• Written task: In the message digest thread, rewrite everything from "With 10000 files" down to "of a collision.", changing "hash" to "digest".

## Start Passage shown

Re: message digest of large files

From: Volker Hetzer (volker.hetzer_at_ieee.org)
Date: 08/18/05


Date: Thu, 18 Aug 2005 10:10:36 +0200

James Whitwell wrote:
> Kristian Gjøsteen wrote:
>
>> James Whitwell <jams@momento.com.au> wrote:
>>
>>> We're trying to use message digests as a way to uniquely identify
>>> large binary files (around 50-60MB). Is there a limit to the size of
>>> the file that we feed through, say SHA1?
>>
>>
>>
>> Yes, there is a limit, but I believe it is 2^64 bits or something
>> like that, so there is no need to worry. You should check the
>> relevant standard (FIPS 180-1).
>>
>
> Thanks for everyone's replies, I'm reading the FIPS 180-1 standard now,
> hopefully it'll sink in.
>
> Is there a way of determining what the chances of two hashes for
> different files being the same are? My reasoning is that, if I have
> lots of large files (say 10000 files of 50MB each), and the hash is only
> 160 bits long, surely I'll get a collision fairly quickly? That's why I
> thought chopping up my files into smaller chunks and generating a hash
> for each chunk, then concatenating the hashes together to form a large
> unique ID would help me avoid collisions. The files are PDFs that have
> been encrypted using Blowfish, so I'd assume they're pretty random.
The likelyhood of collisions is independend of the message length.
With 10000 files the likelyhood of two files producing the same 160bit hash is
about 0.000000000000000000000000000000000000003%.
With 10^23 files to have a 0.3% chance of a collision.

Lots of Greetings!
Volker

## End Passage shown
## Start Given records

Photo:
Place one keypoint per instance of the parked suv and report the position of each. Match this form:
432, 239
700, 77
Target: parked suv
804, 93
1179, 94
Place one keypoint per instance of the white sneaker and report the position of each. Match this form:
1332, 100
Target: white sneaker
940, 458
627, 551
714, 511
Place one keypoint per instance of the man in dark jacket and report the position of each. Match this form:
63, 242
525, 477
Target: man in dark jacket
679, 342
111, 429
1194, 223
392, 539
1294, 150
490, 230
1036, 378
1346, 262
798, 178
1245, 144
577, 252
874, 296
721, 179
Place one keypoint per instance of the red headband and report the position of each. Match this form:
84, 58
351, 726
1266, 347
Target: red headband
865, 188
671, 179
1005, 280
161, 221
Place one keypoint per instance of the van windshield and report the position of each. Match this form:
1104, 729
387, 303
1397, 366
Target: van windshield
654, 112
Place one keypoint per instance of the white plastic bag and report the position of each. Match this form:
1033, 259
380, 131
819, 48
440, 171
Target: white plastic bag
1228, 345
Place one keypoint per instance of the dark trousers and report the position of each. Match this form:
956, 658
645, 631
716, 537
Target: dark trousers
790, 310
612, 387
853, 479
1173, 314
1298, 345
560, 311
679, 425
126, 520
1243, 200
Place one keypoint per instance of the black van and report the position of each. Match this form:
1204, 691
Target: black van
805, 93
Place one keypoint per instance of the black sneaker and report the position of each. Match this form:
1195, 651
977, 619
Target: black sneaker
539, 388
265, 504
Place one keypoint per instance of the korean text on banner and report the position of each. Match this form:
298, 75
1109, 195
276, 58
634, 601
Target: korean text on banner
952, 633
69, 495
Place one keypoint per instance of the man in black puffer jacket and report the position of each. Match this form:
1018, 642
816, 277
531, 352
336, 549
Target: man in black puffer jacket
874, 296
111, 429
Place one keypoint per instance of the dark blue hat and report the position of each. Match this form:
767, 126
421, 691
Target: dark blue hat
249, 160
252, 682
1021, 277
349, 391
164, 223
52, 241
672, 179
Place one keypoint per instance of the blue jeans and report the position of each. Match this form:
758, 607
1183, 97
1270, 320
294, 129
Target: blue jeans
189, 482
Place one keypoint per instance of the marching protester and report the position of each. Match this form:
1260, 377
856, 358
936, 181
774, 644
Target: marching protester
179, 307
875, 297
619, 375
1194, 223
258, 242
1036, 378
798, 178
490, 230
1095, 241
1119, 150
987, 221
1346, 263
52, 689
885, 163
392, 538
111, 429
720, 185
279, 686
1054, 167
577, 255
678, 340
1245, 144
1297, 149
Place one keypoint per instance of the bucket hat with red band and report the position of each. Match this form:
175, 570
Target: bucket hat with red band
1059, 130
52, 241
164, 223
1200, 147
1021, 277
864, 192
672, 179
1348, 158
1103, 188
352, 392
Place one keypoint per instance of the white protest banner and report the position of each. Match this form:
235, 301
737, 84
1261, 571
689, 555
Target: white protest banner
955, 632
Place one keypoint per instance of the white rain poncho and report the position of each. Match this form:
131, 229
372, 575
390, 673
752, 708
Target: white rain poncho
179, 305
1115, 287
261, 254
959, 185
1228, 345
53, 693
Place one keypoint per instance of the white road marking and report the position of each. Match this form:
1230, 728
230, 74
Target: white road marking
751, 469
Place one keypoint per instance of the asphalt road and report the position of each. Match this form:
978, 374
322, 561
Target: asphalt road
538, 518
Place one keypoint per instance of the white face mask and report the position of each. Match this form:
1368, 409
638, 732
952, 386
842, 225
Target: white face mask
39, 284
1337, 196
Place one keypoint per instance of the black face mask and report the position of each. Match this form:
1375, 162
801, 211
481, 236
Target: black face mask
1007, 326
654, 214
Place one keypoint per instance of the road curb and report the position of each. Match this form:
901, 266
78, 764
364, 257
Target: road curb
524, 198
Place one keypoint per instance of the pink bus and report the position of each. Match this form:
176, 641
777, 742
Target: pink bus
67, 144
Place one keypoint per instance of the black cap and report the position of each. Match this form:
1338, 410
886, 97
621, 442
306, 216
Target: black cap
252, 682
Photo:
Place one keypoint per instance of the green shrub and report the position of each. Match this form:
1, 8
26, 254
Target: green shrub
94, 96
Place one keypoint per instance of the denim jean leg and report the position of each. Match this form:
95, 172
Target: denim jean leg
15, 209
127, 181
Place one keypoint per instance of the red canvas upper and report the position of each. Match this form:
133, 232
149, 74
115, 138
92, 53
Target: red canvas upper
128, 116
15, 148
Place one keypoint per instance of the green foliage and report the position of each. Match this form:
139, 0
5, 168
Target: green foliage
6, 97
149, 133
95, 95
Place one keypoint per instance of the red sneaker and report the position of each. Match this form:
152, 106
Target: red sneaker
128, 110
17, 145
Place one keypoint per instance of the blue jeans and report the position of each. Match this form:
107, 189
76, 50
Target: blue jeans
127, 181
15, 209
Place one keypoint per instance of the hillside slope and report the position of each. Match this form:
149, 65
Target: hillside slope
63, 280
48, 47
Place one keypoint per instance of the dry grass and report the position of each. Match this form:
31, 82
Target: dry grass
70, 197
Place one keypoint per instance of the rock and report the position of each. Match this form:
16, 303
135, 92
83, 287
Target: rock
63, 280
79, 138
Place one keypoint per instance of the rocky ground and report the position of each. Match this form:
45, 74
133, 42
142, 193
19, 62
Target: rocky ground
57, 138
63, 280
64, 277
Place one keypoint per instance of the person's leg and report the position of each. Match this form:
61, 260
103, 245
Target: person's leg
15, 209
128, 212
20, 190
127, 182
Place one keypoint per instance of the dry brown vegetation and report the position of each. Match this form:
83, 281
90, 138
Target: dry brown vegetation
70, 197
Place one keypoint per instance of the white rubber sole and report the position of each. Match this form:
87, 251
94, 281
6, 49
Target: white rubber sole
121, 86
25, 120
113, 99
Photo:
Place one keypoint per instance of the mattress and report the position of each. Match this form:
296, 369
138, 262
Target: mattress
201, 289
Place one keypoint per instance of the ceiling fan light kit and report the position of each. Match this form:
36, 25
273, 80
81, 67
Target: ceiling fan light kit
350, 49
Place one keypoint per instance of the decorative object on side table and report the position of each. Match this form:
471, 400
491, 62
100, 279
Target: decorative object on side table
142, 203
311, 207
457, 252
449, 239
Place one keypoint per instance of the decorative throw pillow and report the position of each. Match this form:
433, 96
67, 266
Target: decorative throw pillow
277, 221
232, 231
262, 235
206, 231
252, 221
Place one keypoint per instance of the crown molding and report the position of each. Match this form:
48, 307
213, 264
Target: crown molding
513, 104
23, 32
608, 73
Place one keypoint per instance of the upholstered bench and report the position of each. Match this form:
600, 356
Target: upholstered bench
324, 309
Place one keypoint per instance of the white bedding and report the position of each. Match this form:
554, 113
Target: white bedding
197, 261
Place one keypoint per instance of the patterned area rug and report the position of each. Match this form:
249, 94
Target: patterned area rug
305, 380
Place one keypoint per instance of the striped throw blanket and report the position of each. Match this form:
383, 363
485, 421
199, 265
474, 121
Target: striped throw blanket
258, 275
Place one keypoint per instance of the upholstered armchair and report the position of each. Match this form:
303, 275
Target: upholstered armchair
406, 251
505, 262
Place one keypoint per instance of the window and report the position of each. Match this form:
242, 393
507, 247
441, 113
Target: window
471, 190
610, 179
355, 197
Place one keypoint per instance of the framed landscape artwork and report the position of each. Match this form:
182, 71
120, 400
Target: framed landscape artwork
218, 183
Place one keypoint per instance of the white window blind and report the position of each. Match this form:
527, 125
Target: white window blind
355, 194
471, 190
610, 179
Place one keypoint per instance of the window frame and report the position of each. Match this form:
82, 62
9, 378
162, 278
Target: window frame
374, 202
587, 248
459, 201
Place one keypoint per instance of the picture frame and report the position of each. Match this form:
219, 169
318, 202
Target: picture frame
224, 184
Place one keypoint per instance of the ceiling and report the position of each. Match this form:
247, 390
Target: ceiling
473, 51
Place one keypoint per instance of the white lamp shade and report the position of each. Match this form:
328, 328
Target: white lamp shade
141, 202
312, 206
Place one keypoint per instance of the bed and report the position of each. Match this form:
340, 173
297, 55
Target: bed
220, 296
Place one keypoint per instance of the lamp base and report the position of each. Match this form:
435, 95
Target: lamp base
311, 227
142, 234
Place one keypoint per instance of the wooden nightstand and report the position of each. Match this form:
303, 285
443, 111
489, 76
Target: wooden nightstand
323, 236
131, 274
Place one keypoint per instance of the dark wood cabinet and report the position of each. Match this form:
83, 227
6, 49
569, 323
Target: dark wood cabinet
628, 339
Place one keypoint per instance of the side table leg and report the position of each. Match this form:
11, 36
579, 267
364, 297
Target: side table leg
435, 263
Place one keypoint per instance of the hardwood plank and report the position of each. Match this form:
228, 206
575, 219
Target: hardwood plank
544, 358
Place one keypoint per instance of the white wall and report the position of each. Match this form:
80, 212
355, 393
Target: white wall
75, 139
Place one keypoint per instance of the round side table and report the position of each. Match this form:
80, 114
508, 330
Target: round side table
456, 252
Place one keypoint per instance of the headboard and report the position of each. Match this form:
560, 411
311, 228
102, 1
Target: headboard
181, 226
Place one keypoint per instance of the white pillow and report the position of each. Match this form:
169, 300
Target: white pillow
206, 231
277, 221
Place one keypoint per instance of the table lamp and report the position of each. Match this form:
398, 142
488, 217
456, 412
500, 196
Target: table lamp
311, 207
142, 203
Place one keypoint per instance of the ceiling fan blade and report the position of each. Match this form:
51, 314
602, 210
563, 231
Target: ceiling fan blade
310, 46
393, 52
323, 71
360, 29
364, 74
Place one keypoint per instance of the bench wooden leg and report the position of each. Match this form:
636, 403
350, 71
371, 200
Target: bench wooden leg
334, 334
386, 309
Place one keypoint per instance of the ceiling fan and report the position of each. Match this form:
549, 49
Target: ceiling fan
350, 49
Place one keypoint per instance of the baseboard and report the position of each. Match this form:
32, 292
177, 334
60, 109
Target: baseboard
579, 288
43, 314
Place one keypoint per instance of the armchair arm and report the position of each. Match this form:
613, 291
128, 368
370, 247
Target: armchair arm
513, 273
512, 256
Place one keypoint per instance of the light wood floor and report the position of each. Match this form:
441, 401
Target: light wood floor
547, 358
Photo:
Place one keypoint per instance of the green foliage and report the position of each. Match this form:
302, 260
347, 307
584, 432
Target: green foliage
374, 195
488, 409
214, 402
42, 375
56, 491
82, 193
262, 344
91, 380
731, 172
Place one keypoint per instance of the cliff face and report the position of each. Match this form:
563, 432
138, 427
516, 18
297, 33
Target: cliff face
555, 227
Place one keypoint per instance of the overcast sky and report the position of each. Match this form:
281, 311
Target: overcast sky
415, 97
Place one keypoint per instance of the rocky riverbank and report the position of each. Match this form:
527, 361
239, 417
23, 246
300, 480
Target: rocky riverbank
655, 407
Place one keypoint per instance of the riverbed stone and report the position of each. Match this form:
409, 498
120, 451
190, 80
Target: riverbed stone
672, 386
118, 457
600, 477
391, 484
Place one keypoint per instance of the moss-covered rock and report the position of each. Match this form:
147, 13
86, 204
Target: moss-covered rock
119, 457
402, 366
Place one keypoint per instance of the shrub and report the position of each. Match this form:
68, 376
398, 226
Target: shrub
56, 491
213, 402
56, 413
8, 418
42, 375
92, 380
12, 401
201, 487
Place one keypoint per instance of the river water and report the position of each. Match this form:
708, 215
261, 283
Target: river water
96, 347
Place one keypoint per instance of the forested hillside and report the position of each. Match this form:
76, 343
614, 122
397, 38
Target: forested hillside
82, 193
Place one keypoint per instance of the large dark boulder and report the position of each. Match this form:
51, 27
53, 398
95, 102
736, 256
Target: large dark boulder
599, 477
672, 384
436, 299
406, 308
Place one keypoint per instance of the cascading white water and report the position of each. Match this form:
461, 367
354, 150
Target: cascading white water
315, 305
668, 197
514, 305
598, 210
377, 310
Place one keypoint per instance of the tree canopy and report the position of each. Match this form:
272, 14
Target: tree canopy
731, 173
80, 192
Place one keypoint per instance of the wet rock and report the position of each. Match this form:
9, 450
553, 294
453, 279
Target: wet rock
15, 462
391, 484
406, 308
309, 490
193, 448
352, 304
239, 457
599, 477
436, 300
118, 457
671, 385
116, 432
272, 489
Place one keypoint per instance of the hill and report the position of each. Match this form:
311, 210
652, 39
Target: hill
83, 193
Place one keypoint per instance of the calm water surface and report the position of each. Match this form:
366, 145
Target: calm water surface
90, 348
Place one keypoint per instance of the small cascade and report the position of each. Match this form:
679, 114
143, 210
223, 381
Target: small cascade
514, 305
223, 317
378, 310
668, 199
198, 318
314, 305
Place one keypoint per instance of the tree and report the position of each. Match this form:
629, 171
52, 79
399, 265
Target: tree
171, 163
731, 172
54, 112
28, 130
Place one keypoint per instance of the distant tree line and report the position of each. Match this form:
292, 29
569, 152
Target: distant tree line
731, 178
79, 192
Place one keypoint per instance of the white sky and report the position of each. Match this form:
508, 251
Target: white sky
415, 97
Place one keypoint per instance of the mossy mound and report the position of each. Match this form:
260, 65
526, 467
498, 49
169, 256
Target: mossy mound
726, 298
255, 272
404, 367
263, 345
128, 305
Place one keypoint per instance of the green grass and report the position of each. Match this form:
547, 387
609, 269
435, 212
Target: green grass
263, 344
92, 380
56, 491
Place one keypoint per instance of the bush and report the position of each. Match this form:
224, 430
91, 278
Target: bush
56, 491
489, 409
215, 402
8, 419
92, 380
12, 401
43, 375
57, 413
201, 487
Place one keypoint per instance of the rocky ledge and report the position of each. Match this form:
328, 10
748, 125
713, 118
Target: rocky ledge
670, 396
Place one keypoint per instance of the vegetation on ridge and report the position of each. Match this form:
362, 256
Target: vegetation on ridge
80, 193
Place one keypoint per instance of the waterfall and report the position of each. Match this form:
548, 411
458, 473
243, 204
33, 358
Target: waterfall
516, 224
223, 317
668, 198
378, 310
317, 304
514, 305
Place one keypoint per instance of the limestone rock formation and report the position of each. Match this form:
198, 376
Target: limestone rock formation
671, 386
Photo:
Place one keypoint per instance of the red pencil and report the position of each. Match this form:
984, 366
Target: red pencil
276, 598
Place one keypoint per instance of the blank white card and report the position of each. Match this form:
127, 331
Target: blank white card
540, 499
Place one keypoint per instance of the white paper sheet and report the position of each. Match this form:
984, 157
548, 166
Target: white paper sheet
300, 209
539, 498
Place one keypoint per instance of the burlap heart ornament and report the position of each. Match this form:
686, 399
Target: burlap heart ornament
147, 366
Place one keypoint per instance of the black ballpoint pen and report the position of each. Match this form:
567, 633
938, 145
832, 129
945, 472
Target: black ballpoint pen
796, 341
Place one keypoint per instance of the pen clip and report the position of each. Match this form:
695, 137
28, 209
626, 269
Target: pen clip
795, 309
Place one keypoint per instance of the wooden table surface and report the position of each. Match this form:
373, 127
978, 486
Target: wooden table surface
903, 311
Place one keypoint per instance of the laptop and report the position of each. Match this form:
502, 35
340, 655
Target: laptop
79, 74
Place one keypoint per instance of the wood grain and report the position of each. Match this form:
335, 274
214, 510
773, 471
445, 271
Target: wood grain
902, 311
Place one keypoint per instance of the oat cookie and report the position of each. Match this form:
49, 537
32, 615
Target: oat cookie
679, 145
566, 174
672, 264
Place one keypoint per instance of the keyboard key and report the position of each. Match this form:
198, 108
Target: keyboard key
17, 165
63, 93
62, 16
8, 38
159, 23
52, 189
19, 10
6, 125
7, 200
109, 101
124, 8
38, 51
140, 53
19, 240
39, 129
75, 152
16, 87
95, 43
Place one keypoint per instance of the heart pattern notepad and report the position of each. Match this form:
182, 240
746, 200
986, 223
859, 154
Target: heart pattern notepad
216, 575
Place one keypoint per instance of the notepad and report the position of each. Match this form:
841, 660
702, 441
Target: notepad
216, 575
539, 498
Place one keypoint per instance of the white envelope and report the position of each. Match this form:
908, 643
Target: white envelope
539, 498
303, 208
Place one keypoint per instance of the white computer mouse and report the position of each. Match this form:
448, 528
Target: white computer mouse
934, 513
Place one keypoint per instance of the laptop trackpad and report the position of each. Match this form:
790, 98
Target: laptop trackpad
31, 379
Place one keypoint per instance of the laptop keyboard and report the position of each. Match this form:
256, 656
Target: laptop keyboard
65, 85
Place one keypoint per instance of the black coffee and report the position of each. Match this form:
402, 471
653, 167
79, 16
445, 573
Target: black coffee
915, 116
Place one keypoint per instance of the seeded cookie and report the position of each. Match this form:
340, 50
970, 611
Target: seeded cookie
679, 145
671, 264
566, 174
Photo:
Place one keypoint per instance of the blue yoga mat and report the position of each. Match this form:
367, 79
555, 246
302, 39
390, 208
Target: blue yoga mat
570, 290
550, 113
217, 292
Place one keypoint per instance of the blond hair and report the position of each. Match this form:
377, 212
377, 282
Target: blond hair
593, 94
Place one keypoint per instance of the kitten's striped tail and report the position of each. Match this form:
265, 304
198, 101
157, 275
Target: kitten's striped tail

## End Given records

• Worked answer:
With 10000 files the likelyhood of two files producing the same 160bit digest is
about 0.000000000000000000000000000000000000003%.
With 10^23 files to have a 0.3% chance of a collision.